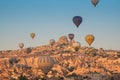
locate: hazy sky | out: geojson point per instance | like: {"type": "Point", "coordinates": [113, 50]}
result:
{"type": "Point", "coordinates": [50, 19]}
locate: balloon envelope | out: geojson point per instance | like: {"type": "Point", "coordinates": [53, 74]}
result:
{"type": "Point", "coordinates": [52, 41]}
{"type": "Point", "coordinates": [89, 39]}
{"type": "Point", "coordinates": [45, 63]}
{"type": "Point", "coordinates": [71, 36]}
{"type": "Point", "coordinates": [21, 45]}
{"type": "Point", "coordinates": [32, 35]}
{"type": "Point", "coordinates": [76, 45]}
{"type": "Point", "coordinates": [77, 20]}
{"type": "Point", "coordinates": [94, 2]}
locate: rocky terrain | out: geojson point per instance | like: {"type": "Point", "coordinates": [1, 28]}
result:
{"type": "Point", "coordinates": [71, 62]}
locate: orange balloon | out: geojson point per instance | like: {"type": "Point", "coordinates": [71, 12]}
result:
{"type": "Point", "coordinates": [89, 39]}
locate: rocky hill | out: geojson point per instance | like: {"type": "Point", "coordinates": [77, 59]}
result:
{"type": "Point", "coordinates": [71, 60]}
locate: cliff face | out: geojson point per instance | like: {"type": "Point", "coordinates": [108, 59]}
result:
{"type": "Point", "coordinates": [68, 61]}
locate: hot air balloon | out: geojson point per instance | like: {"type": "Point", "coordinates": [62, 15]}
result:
{"type": "Point", "coordinates": [77, 20]}
{"type": "Point", "coordinates": [94, 2]}
{"type": "Point", "coordinates": [52, 41]}
{"type": "Point", "coordinates": [45, 63]}
{"type": "Point", "coordinates": [32, 35]}
{"type": "Point", "coordinates": [76, 45]}
{"type": "Point", "coordinates": [89, 39]}
{"type": "Point", "coordinates": [21, 45]}
{"type": "Point", "coordinates": [71, 36]}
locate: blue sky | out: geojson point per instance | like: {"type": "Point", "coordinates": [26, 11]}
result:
{"type": "Point", "coordinates": [50, 19]}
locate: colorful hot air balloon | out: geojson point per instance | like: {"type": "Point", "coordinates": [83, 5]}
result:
{"type": "Point", "coordinates": [32, 35]}
{"type": "Point", "coordinates": [77, 20]}
{"type": "Point", "coordinates": [45, 63]}
{"type": "Point", "coordinates": [76, 45]}
{"type": "Point", "coordinates": [21, 45]}
{"type": "Point", "coordinates": [71, 36]}
{"type": "Point", "coordinates": [89, 39]}
{"type": "Point", "coordinates": [52, 41]}
{"type": "Point", "coordinates": [94, 2]}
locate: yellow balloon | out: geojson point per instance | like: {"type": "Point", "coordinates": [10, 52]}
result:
{"type": "Point", "coordinates": [32, 35]}
{"type": "Point", "coordinates": [89, 39]}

■ TASK TO COMPLETE
Take the line that contains "locate: blue sky" and every line after it through the end of the listing above, and repeat them exactly.

■ FINAL ANSWER
locate: blue sky | out: geojson point per instance | like: {"type": "Point", "coordinates": [26, 11]}
result:
{"type": "Point", "coordinates": [50, 19]}
locate: colorful hot air balloon | out: geojson point per instance | like: {"type": "Point", "coordinates": [83, 5]}
result:
{"type": "Point", "coordinates": [32, 35]}
{"type": "Point", "coordinates": [77, 20]}
{"type": "Point", "coordinates": [45, 63]}
{"type": "Point", "coordinates": [76, 45]}
{"type": "Point", "coordinates": [21, 45]}
{"type": "Point", "coordinates": [71, 36]}
{"type": "Point", "coordinates": [89, 39]}
{"type": "Point", "coordinates": [52, 41]}
{"type": "Point", "coordinates": [94, 2]}
locate: yellow balloon | out: geojson point per instance | like: {"type": "Point", "coordinates": [10, 52]}
result:
{"type": "Point", "coordinates": [32, 35]}
{"type": "Point", "coordinates": [89, 39]}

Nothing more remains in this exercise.